## [WHAT THE EXERCISE ASKS]
Would you repeat all of the records underneath, exactly as written?

## [SUPPLIED RECORDS]
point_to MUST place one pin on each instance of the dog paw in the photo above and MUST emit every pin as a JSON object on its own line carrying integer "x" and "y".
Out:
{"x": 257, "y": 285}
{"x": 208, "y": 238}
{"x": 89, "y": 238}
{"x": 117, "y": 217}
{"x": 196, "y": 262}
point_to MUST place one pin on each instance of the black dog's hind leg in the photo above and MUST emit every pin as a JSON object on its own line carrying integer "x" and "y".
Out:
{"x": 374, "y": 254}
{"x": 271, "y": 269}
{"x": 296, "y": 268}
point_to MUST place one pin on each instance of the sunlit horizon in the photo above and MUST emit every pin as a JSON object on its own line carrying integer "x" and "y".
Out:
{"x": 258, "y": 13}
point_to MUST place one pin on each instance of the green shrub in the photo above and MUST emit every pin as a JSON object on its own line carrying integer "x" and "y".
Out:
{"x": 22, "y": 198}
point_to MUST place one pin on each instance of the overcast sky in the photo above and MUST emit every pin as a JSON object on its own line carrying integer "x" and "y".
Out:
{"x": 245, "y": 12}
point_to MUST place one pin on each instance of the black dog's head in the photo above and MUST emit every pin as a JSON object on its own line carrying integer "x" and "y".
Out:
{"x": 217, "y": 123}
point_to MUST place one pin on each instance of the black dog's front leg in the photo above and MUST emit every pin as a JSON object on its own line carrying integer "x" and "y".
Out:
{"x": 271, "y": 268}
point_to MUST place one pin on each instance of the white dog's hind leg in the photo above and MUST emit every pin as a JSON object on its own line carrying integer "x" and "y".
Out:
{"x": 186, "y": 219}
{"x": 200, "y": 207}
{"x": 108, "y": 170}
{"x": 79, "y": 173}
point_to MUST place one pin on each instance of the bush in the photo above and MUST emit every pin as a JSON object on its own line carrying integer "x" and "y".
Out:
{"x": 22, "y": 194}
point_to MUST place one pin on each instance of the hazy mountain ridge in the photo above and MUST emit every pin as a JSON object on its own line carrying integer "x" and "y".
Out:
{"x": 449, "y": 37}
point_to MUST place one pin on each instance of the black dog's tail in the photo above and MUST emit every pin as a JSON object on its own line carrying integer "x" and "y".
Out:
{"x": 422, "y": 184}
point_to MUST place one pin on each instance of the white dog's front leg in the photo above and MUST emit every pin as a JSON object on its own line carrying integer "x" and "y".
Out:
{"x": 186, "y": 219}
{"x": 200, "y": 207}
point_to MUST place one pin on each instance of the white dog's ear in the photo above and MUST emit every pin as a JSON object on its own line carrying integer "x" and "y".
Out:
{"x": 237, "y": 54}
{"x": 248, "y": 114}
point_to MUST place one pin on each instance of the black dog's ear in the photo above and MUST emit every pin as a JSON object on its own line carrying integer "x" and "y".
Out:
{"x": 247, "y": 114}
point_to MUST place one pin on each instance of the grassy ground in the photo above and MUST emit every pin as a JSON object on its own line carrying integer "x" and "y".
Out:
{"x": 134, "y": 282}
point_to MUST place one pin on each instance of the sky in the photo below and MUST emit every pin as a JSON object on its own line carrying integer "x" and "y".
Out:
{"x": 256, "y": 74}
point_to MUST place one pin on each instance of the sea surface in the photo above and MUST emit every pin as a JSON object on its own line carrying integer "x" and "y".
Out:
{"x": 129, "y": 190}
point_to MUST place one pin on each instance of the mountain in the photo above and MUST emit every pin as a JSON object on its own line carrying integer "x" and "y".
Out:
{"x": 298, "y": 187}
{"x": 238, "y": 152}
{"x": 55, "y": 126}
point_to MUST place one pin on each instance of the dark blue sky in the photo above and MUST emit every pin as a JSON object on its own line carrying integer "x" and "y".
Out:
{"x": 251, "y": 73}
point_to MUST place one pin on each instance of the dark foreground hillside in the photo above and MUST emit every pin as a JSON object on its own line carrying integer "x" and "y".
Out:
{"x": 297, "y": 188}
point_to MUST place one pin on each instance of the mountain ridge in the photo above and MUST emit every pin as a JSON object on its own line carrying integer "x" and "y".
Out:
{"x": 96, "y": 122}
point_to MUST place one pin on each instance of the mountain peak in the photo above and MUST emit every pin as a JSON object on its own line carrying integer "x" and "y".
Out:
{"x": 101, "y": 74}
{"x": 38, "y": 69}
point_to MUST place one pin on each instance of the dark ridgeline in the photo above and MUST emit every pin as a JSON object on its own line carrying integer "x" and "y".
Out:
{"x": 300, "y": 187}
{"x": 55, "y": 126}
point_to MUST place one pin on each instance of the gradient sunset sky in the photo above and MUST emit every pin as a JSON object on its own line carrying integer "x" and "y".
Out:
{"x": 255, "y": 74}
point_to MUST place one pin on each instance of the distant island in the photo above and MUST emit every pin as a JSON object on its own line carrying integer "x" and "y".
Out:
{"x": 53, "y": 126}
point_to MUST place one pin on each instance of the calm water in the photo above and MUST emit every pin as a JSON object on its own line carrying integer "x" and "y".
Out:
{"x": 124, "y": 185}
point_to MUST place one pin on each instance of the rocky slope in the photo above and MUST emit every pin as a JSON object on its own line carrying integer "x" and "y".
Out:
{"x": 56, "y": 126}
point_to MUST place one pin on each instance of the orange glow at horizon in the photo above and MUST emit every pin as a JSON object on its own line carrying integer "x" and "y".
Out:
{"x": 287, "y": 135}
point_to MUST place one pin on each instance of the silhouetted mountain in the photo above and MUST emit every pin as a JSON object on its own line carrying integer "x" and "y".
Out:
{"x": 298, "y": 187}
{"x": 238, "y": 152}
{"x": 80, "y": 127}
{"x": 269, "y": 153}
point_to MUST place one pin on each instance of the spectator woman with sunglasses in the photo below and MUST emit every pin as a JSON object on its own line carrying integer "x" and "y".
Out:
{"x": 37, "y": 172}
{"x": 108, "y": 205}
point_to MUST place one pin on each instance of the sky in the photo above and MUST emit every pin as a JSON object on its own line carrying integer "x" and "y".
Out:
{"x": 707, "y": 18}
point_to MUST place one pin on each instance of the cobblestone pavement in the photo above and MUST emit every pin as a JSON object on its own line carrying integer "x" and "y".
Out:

## [TASK OUTPUT]
point_to MUST place one pin on each instance of the dog paw in the photo above and MUST emit every pin as a JSON object on its own line carrying integer "x" and "y".
Out:
{"x": 257, "y": 285}
{"x": 208, "y": 238}
{"x": 89, "y": 238}
{"x": 117, "y": 217}
{"x": 196, "y": 262}
point_to MUST place one pin on each instance of the black dog's hind leg in the photo above and MUST emit every pin as a JSON object on its own line carrying integer "x" and "y".
Out:
{"x": 374, "y": 254}
{"x": 271, "y": 269}
{"x": 296, "y": 268}
point_to MUST place one pin on each instance of the sunlit horizon in the photo above and MUST emit every pin as a JSON object on its own line carrying integer "x" and "y".
Out:
{"x": 258, "y": 13}
point_to MUST place one pin on each instance of the green shrub in the photo above and MUST emit every pin as a JSON object on its own line carrying integer "x" and "y".
Out:
{"x": 22, "y": 198}
point_to MUST place one pin on each instance of the overcast sky in the photo above and MUST emit every pin as a JSON object on its own line carrying integer "x" and "y".
Out:
{"x": 245, "y": 12}
point_to MUST place one pin on each instance of the black dog's head in the photo above and MUST emit every pin as a JSON object on its own line carrying integer "x" and "y".
Out:
{"x": 217, "y": 123}
point_to MUST place one pin on each instance of the black dog's front leg in the photo above and MUST emit every pin as a JSON object on its own line carrying integer "x" and "y".
Out:
{"x": 271, "y": 268}
point_to MUST place one pin on each instance of the white dog's hind leg in the photo above and MUST emit every pin as a JSON object on its own line carrying integer "x" and "y".
Out:
{"x": 186, "y": 219}
{"x": 200, "y": 207}
{"x": 108, "y": 170}
{"x": 79, "y": 173}
point_to MUST place one pin on each instance of the bush in the photo above and MUST emit every pin as a JSON object on its own line carrying integer "x" and "y".
Out:
{"x": 22, "y": 194}
point_to MUST place one pin on each instance of the hazy mountain ridge in the photo above and MUST emit every pin as a JSON object on its own line carrying integer "x" and "y".
Out:
{"x": 449, "y": 37}
point_to MUST place one pin on each instance of the black dog's tail in the photo above and MUST emit every pin as a JSON object on its own line carrying integer "x" and "y".
Out:
{"x": 422, "y": 184}
point_to MUST place one pin on each instance of the white dog's front leg in the photo above and MUST emit every pin as a JSON object on its own line carrying integer "x" and "y".
Out:
{"x": 186, "y": 219}
{"x": 200, "y": 207}
point_to MUST place one pin on each instance of the white dog's ear in the photo above and MUST emit every pin as a JSON object on its own line carrying integer "x" and "y".
Out:
{"x": 237, "y": 54}
{"x": 248, "y": 114}
point_to MUST place one pin on each instance of the black dog's ear in the photo above and MUST emit every pin as a JSON object on its own line carrying integer "x" and "y".
Out:
{"x": 247, "y": 114}
point_to MUST place one pin on each instance of the grassy ground in the photo above and MUST emit every pin as a JSON object on its own line carrying integer "x" and "y".
Out:
{"x": 134, "y": 282}
point_to MUST place one pin on each instance of the sky in the photo below and MUST emit every pin as a JSON object on its own line carrying integer "x" and "y".
Out:
{"x": 256, "y": 74}
point_to MUST place one pin on each instance of the sea surface in the photo above and MUST emit every pin as a JSON object on its own line carrying integer "x" and "y".
Out:
{"x": 129, "y": 190}
point_to MUST place one pin on each instance of the mountain in the photo above and MUST emit every pin as a JSON object on its own line carrying integer "x" and "y".
Out:
{"x": 298, "y": 187}
{"x": 238, "y": 152}
{"x": 55, "y": 126}
point_to MUST place one pin on each instance of the dark blue sky in the photo above and MUST emit every pin as a JSON object on its own line carrying integer "x" and "y".
Out:
{"x": 251, "y": 73}
point_to MUST place one pin on each instance of the dark foreground hillside in the photo above and MUST emit every pin as a JSON object on its own line carrying integer "x" and "y".
Out:
{"x": 297, "y": 188}
point_to MUST place one pin on each instance of the mountain ridge in the photo above and MUST emit every pin as a JSON object on its own line carrying integer "x" and "y".
Out:
{"x": 96, "y": 122}
point_to MUST place one pin on each instance of the mountain peak in the photo above and MUST emit every pin as a JSON object on its own line carrying integer "x" and "y".
Out:
{"x": 101, "y": 74}
{"x": 38, "y": 69}
point_to MUST place one pin on each instance of the dark ridgeline in the photo above and MUST emit every pin as a JSON object on its own line carrying integer "x" and "y".
Out:
{"x": 300, "y": 187}
{"x": 55, "y": 126}
point_to MUST place one pin on each instance of the gradient sunset sky in the photo above and MUST emit every pin as a JSON object on its own line carrying integer "x" and "y".
Out:
{"x": 255, "y": 74}
point_to MUST place one pin on each instance of the distant island in the photo above and MUST emit every pin as a JSON object on its own line carrying integer "x" and "y".
Out:
{"x": 53, "y": 126}
point_to MUST place one pin on each instance of the calm water in the photo above and MUST emit every pin as a JSON object on its own line carrying integer "x" and "y".
Out:
{"x": 124, "y": 185}
point_to MUST place one pin on each instance of the rocky slope in the photo above and MUST emit every pin as a JSON object on its own line carrying integer "x" and "y".
Out:
{"x": 56, "y": 126}
point_to MUST place one pin on each instance of the orange glow at horizon in the photo above and MUST emit every pin as a JSON object on its own line carrying integer "x" and "y".
Out:
{"x": 287, "y": 135}
point_to MUST place one pin on each instance of the silhouetted mountain in the photo above and MUST emit every pin as a JSON object on its own line carrying integer "x" and "y".
Out:
{"x": 298, "y": 187}
{"x": 238, "y": 152}
{"x": 80, "y": 127}
{"x": 269, "y": 153}
point_to MUST place one pin on each instance of the spectator woman with sunglasses in the photo below and MUST emit every pin as a JSON object on its own line carrying integer "x" and "y".
Out:
{"x": 37, "y": 172}
{"x": 108, "y": 205}
point_to MUST place one pin on each instance of the sky in the photo above and MUST emit every pin as a JSON object on its own line carrying integer "x" and "y".
Out:
{"x": 707, "y": 18}
point_to MUST place one pin on each instance of the cobblestone pavement in the photo above and MUST emit every pin as a JSON object on its own line carrying integer "x" and "y".
Out:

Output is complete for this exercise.